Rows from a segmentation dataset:
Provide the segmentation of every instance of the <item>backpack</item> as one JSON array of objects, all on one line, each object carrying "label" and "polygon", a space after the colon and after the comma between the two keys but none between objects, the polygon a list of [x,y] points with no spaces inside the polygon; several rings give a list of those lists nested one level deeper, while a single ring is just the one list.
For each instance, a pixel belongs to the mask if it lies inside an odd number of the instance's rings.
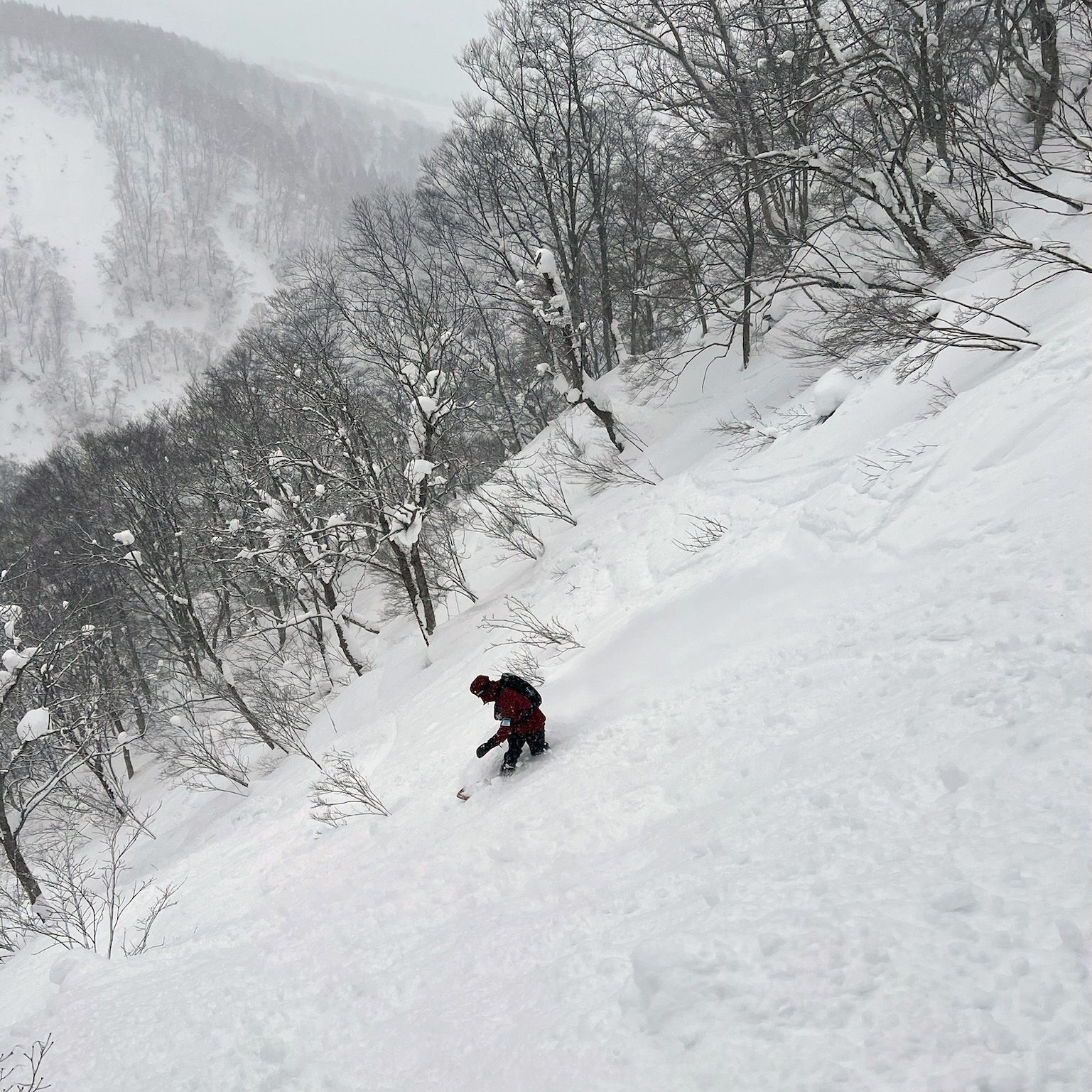
[{"label": "backpack", "polygon": [[531,702],[532,709],[537,709],[543,703],[542,695],[526,679],[521,679],[519,675],[501,675],[500,685],[508,690],[522,693]]}]

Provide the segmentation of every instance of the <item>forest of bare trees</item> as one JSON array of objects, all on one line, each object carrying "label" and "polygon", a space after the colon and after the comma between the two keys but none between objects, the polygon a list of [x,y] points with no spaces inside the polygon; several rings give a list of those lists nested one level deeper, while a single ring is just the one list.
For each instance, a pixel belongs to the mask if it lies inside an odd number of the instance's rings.
[{"label": "forest of bare trees", "polygon": [[[692,331],[747,367],[805,296],[812,352],[851,368],[1026,344],[1000,311],[988,337],[934,325],[934,289],[976,253],[1092,272],[1009,218],[1088,214],[1090,45],[1066,0],[505,0],[416,183],[358,197],[182,404],[74,438],[4,500],[4,921],[59,905],[66,832],[140,820],[133,751],[229,791],[310,758],[371,634],[427,643],[474,598],[467,529],[536,557],[572,465],[631,473],[607,373],[669,381]],[[490,480],[561,415],[600,439]]]}]

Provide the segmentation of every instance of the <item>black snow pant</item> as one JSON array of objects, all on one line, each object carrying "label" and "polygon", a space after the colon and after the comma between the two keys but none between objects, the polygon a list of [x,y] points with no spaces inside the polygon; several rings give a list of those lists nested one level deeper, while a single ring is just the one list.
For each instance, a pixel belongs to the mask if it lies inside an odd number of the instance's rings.
[{"label": "black snow pant", "polygon": [[502,763],[507,769],[515,769],[517,759],[519,759],[521,752],[523,751],[524,744],[527,745],[532,755],[542,755],[544,750],[548,749],[546,744],[546,729],[542,728],[538,732],[533,732],[530,736],[520,735],[519,732],[513,732],[508,737],[508,751],[505,753],[505,761]]}]

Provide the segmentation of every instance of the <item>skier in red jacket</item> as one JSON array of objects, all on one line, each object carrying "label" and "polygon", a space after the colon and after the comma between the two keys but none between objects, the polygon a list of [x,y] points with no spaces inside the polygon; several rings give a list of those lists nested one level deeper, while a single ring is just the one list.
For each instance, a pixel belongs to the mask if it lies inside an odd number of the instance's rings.
[{"label": "skier in red jacket", "polygon": [[542,710],[531,700],[538,691],[529,682],[513,675],[502,675],[494,681],[488,675],[479,675],[471,684],[471,693],[480,698],[484,703],[494,702],[494,720],[500,721],[500,727],[477,749],[477,757],[485,756],[508,740],[508,753],[500,767],[502,774],[509,774],[515,769],[515,761],[526,744],[532,755],[542,755],[549,750],[546,743],[546,717]]}]

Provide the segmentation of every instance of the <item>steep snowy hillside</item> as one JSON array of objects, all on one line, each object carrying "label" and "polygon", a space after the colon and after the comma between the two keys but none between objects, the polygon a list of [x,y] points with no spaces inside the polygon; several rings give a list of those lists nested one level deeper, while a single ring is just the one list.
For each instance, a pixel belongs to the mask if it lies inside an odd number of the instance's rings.
[{"label": "steep snowy hillside", "polygon": [[151,27],[0,3],[0,456],[179,393],[428,141]]},{"label": "steep snowy hillside", "polygon": [[[1005,312],[1038,347],[877,361],[821,425],[806,316],[616,385],[650,484],[537,562],[478,544],[480,601],[312,727],[390,817],[316,827],[300,758],[246,798],[145,764],[162,947],[12,958],[0,1049],[51,1033],[82,1092],[1087,1088],[1092,324],[1078,276]],[[463,803],[506,596],[575,643],[538,653],[549,753]]]}]

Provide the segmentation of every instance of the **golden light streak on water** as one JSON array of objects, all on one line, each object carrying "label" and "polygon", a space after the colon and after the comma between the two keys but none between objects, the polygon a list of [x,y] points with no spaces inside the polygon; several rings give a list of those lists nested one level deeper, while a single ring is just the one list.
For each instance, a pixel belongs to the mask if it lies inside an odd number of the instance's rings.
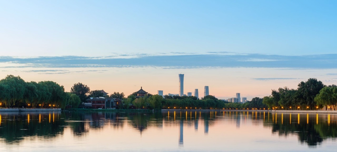
[{"label": "golden light streak on water", "polygon": [[330,114],[328,115],[328,124],[330,124]]},{"label": "golden light streak on water", "polygon": [[292,114],[290,113],[290,124],[292,124]]},{"label": "golden light streak on water", "polygon": [[300,124],[300,113],[297,115],[297,120],[298,121],[298,124]]},{"label": "golden light streak on water", "polygon": [[318,113],[316,114],[316,125],[318,124]]},{"label": "golden light streak on water", "polygon": [[277,123],[277,113],[275,113],[275,124]]},{"label": "golden light streak on water", "polygon": [[281,118],[281,123],[282,123],[282,124],[283,124],[283,113],[282,113],[282,114],[281,115],[281,118]]},{"label": "golden light streak on water", "polygon": [[187,111],[186,111],[186,120],[187,120]]}]

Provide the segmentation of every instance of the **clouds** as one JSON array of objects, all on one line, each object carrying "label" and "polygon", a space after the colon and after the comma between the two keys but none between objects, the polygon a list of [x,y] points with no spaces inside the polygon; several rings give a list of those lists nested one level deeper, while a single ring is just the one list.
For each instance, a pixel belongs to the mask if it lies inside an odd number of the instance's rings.
[{"label": "clouds", "polygon": [[268,81],[268,80],[292,80],[292,79],[300,79],[298,78],[253,78],[250,79],[252,80],[262,80],[262,81]]},{"label": "clouds", "polygon": [[[283,56],[258,54],[223,55],[213,53],[215,54],[174,55],[151,55],[138,54],[136,57],[126,58],[116,58],[115,56],[98,57],[74,56],[40,56],[31,58],[1,56],[0,65],[2,68],[152,67],[167,69],[239,67],[335,69],[337,64],[337,54]],[[120,56],[124,55],[119,55]],[[129,56],[129,55],[127,55]],[[130,55],[129,56],[132,55]],[[6,66],[6,63],[10,63],[10,66]]]}]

TASK STATEMENT: Print each line of the material above exactly, with the pictures removed from your copy.

WRITTEN REPLY:
Provide the segmentation of every instance of the <item>backpack</item> as one JSON array of objects, all on one line, each object carrying "label" and "polygon", a space after the colon and after the comma between the two keys but none between objects, the polygon a list of [x,y] points with no spaces inside the polygon; several rings give a list of those lists nested one level deeper, while a single ring is just the one list.
For each instance, a pixel belongs to the mask if it lies inside an odd number of the instance's rings.
[{"label": "backpack", "polygon": [[531,702],[532,709],[537,709],[543,703],[542,695],[526,679],[521,679],[519,675],[501,675],[500,685],[508,690],[522,693]]}]

Provide the segmentation of every instance of the <item>forest of bare trees</item> as one JSON array of objects, all on one line, each object carrying "label" and "polygon", a space after the colon and after the comma between the two keys but none between objects, the polygon a list of [x,y] points with no spaces inside the polygon; several rings give a list of those lists nested one level deeper, while a single ring is just the one list.
For each instance, a pixel belongs to the mask if it lies inside an odd number of the instance's rings.
[{"label": "forest of bare trees", "polygon": [[[692,331],[747,367],[805,296],[812,352],[851,368],[1026,344],[1000,311],[988,337],[934,325],[934,289],[976,253],[1092,272],[1009,218],[1088,214],[1090,45],[1066,0],[505,0],[416,183],[358,197],[182,404],[74,438],[4,500],[4,921],[59,905],[66,832],[140,820],[133,751],[229,791],[310,758],[371,634],[427,643],[474,598],[467,529],[536,557],[572,465],[631,473],[607,373],[669,381]],[[490,480],[561,415],[600,439]]]}]

Provide the segmentation of every instance of the <item>black snow pant</item> as one JSON array of objects, all on one line, each object carrying "label" and "polygon", a space after the colon and after the comma between the two keys but none between objects, the polygon a list of [x,y] points with no spaces inside the polygon; several rings give a list of those lists nested one level deeper, while a single ring is just the one list.
For each instance, a pixel belongs to the mask if it lies inside an odd number of the instance's rings.
[{"label": "black snow pant", "polygon": [[502,763],[507,769],[515,769],[517,759],[519,759],[521,752],[523,751],[524,744],[527,745],[532,755],[542,755],[544,750],[548,749],[546,744],[546,729],[542,728],[538,732],[533,732],[530,736],[520,735],[519,732],[513,732],[508,737],[508,751],[505,753],[505,761]]}]

Provide the segmentation of every instance of the <item>skier in red jacket</item> as one JSON array of objects, all on one line, each object carrying "label" and "polygon", a space after the colon and after the comma between the two keys but none between objects, the polygon a list of [x,y] points with no spaces inside the polygon; several rings give a list of those lists nested one level deeper, while a single ring is just the one list.
For each instance, a pixel belongs to the mask if it lies inside an odd number of the instance's rings.
[{"label": "skier in red jacket", "polygon": [[542,710],[531,700],[538,691],[529,682],[513,675],[502,675],[494,681],[488,675],[479,675],[471,684],[471,693],[480,698],[484,703],[494,702],[494,720],[500,721],[500,727],[477,749],[477,757],[485,756],[508,740],[508,753],[500,767],[502,774],[509,774],[515,769],[515,761],[526,744],[532,755],[542,755],[549,750],[546,743],[546,717]]}]

Provide the segmentation of every instance of the <item>steep snowy hillside</item> as one JSON array of objects, all on one line, each object carrying "label" and "polygon", a space after the colon and after the comma between the two keys but none between objects, the polygon a list of [x,y] points with no spaces inside the polygon; several rings give a list of those lists nested one level deeper, while a single ring is just the one list.
For each instance, a pixel belongs to the mask if it lies inside an odd number of the instance's rings.
[{"label": "steep snowy hillside", "polygon": [[151,27],[0,3],[0,456],[179,393],[428,141]]},{"label": "steep snowy hillside", "polygon": [[[1005,312],[1038,347],[877,361],[821,425],[806,316],[616,385],[650,484],[537,562],[478,544],[480,601],[312,727],[390,817],[316,827],[300,758],[246,798],[145,764],[162,947],[12,958],[0,1049],[51,1033],[82,1092],[1087,1088],[1092,324],[1078,276]],[[463,803],[506,596],[575,643],[538,653],[549,753]]]}]

Provide the segmentation of every instance of the **golden light streak on water** as one JSON array of objects, all on one line, each object carrying "label" and "polygon", a space after the colon and after the comma between the two keys but none between objects, the polygon a list of [x,y] points with no spaces inside the polygon; several rings give a list of those lists nested one level deeper, while a single ring is just the one list.
For each instance, a pixel belongs to the mask if it lies inside an odd number of the instance's rings.
[{"label": "golden light streak on water", "polygon": [[330,114],[328,115],[328,124],[330,124]]},{"label": "golden light streak on water", "polygon": [[292,114],[290,113],[290,124],[292,124]]},{"label": "golden light streak on water", "polygon": [[300,124],[300,113],[297,115],[297,120],[298,121],[298,124]]},{"label": "golden light streak on water", "polygon": [[318,113],[316,114],[316,125],[318,124]]},{"label": "golden light streak on water", "polygon": [[277,123],[277,113],[275,113],[275,124]]},{"label": "golden light streak on water", "polygon": [[281,118],[281,123],[282,123],[282,124],[283,124],[283,113],[282,113],[282,114],[281,115],[281,118]]},{"label": "golden light streak on water", "polygon": [[187,111],[186,111],[186,120],[187,120]]}]

Provide the segmentation of every instance of the **clouds** as one JSON array of objects, all on one line, each object carrying "label" and "polygon", a space after the colon and after the comma between the two keys but none between objects, the polygon a list of [x,y] points with no spaces inside the polygon; several rings give a list of those lists nested one level deeper, while a single ring is just the one list.
For each instance, a pixel belongs to the mask if it lies inside an odd number of the instance's rings.
[{"label": "clouds", "polygon": [[268,81],[268,80],[292,80],[292,79],[300,79],[298,78],[253,78],[250,79],[252,80],[262,80],[262,81]]},{"label": "clouds", "polygon": [[[283,56],[258,54],[223,55],[213,53],[215,54],[174,55],[151,55],[138,54],[136,57],[126,58],[116,58],[115,56],[98,57],[74,56],[40,56],[31,58],[1,56],[0,65],[2,68],[152,67],[167,69],[239,67],[335,69],[337,64],[337,54]],[[120,56],[124,55],[119,55]],[[129,56],[129,55],[127,55]],[[130,55],[129,56],[132,55]],[[6,66],[6,63],[10,63],[10,66]]]}]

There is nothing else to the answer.